**What is asked**.
Starting with the line that contains "Could you please indicate the building", set down each line through the end of the entries below, exactly and with nothing added.

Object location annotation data
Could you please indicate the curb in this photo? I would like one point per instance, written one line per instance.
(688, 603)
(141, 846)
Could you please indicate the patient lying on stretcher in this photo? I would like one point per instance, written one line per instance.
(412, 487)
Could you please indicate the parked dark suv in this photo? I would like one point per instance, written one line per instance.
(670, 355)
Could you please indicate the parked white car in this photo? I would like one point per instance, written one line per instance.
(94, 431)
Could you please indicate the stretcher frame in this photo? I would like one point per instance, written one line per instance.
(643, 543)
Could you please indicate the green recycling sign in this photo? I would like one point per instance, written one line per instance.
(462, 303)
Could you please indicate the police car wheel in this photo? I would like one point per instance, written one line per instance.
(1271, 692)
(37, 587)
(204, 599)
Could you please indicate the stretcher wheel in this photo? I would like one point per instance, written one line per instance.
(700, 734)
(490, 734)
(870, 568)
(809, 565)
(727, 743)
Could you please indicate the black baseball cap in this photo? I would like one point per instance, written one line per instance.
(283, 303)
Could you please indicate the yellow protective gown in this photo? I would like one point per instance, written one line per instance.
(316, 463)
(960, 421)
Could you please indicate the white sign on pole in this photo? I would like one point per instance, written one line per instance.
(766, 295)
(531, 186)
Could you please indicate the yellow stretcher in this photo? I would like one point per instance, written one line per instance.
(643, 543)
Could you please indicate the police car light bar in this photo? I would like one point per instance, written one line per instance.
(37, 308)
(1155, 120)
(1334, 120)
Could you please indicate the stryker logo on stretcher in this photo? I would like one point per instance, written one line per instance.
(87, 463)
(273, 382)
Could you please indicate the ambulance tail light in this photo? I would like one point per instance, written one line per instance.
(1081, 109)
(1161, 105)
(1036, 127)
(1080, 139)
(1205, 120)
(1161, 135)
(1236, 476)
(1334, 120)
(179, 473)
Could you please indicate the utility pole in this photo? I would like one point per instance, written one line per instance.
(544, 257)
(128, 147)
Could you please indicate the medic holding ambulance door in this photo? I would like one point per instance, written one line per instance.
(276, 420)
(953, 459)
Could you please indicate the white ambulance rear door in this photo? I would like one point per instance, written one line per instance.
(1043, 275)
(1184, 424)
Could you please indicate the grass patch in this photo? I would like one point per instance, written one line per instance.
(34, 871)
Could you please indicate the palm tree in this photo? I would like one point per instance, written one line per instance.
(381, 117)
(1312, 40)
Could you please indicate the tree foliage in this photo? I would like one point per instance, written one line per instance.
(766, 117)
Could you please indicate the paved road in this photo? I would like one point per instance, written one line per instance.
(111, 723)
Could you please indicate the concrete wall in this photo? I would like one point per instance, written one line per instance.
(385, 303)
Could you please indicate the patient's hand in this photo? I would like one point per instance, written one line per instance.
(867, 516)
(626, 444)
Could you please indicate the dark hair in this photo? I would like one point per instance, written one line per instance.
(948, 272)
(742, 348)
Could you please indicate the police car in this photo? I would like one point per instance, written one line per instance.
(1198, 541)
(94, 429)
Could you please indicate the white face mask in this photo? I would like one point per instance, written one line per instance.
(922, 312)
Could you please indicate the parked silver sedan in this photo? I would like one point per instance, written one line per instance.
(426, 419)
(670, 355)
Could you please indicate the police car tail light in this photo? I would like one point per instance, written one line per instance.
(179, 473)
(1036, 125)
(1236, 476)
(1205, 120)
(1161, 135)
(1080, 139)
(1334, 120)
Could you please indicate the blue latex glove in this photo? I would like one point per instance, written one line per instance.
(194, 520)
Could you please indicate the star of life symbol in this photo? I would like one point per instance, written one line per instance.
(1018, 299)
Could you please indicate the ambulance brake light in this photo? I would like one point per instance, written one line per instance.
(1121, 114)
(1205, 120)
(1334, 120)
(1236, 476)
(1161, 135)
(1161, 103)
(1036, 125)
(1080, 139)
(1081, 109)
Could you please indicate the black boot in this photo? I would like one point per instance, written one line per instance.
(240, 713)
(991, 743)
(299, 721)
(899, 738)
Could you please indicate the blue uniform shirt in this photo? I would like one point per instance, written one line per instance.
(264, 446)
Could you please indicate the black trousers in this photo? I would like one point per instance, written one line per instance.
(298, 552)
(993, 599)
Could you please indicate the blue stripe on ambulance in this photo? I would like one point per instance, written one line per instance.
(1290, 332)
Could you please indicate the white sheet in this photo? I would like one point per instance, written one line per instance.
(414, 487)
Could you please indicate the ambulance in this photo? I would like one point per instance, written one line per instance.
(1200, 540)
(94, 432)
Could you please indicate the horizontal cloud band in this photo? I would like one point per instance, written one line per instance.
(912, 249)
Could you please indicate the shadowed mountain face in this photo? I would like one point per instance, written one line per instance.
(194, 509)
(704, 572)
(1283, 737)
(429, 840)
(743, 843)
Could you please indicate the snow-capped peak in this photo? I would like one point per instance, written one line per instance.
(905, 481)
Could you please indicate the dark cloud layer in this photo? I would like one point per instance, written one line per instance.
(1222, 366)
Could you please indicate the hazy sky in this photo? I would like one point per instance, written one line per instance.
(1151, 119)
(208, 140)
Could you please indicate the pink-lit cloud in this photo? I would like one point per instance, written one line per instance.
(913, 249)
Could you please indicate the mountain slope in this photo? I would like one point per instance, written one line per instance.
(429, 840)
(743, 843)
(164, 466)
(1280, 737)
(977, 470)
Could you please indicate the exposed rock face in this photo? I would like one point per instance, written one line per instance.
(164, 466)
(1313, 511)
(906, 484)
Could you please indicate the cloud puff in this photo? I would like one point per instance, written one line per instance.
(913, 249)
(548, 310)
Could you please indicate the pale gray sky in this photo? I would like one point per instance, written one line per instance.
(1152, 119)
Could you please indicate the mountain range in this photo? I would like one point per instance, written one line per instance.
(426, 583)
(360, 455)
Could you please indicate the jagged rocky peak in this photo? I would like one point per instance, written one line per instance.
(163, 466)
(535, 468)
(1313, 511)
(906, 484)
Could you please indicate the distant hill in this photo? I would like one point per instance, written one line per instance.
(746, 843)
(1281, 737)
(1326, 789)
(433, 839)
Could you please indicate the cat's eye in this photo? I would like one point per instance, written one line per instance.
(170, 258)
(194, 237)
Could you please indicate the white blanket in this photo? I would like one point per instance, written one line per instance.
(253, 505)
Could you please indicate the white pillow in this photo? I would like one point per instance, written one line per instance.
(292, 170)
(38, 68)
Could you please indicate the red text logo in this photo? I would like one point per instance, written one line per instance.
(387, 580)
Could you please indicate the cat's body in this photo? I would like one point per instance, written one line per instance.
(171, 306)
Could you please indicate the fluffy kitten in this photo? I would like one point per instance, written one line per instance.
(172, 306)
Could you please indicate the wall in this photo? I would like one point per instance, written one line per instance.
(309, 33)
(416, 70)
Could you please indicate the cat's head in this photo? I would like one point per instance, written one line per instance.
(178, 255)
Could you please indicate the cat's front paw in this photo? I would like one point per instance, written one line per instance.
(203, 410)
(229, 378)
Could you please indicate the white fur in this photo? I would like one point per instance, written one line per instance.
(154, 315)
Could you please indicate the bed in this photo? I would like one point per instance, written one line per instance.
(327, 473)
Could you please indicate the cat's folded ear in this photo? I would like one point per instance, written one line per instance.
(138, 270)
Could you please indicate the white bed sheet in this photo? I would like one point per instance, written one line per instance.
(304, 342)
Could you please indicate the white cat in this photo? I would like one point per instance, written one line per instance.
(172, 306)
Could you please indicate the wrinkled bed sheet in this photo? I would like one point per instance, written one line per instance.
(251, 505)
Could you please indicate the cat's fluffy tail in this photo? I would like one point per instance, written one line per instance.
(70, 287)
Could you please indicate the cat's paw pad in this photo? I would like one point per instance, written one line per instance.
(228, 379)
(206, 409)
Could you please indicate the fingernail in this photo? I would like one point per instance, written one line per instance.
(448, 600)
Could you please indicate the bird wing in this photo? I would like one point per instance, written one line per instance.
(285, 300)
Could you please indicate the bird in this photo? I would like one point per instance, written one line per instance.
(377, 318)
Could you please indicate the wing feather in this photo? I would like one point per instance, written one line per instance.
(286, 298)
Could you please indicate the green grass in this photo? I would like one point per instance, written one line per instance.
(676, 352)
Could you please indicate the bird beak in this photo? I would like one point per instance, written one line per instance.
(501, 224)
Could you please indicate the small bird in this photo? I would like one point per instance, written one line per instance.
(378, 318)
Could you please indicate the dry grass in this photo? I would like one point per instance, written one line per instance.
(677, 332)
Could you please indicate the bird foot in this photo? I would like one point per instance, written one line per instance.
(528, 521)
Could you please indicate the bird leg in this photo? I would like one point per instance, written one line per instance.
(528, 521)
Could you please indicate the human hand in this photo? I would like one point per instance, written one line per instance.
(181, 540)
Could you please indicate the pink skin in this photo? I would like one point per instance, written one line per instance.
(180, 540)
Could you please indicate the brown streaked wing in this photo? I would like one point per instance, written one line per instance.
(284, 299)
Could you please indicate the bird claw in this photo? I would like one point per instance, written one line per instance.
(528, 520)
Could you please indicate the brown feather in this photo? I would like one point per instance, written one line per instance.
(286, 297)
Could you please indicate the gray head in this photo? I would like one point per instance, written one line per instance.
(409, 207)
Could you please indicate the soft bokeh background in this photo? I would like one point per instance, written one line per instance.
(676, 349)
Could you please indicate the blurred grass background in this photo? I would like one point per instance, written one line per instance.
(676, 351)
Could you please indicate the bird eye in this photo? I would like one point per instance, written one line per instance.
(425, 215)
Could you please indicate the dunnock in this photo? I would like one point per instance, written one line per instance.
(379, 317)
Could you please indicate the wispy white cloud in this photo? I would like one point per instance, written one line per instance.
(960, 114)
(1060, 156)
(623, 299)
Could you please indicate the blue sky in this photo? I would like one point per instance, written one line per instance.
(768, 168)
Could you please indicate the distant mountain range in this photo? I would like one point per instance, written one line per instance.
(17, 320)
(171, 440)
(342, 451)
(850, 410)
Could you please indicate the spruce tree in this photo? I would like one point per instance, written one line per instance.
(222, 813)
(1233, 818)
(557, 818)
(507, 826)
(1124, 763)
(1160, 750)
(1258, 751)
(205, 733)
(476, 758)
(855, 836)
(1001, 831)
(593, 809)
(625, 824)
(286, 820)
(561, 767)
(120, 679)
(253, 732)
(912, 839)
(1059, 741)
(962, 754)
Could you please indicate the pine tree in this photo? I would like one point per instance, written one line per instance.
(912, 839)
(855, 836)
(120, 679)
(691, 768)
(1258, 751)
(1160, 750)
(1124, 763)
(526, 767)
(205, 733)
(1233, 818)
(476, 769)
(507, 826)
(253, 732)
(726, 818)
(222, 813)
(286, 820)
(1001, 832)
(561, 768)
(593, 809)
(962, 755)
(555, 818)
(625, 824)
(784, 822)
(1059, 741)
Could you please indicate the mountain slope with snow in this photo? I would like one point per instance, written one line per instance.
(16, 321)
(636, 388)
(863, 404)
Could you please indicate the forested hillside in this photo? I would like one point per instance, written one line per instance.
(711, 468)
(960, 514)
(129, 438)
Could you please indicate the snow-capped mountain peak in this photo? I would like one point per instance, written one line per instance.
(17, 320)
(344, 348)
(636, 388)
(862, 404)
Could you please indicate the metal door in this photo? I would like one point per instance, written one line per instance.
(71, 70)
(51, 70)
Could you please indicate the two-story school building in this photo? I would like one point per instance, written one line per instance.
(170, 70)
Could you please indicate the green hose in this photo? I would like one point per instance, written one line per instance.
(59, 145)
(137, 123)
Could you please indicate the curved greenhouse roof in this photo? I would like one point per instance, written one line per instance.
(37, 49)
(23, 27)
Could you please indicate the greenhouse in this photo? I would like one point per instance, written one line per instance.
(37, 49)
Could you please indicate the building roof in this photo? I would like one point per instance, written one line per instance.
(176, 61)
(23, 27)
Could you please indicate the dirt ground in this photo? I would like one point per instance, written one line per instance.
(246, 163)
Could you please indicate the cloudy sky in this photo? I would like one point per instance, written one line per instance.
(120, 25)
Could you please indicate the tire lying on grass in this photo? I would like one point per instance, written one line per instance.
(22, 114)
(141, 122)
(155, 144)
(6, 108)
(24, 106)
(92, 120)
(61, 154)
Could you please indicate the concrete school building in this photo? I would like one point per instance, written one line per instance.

**Output for this exercise**.
Could you please indicate the building roof in this photo? I would like one point per instance, written one line per instance.
(176, 61)
(23, 27)
Could you please indicate the dirt ground in this photo? I would like one point per instance, written one line per instance.
(246, 163)
Could you please indicate the cloudy sky in this photo? I would like one point per instance, written one line per instance.
(120, 25)
Could you please indicate the tire lying on grass in this photo? I would like one point per instance, written one line per instance.
(22, 114)
(141, 122)
(155, 144)
(6, 108)
(24, 106)
(92, 120)
(61, 154)
Could you please indicate the concrete school building in this photo? I would like one point per instance, written one line per instance.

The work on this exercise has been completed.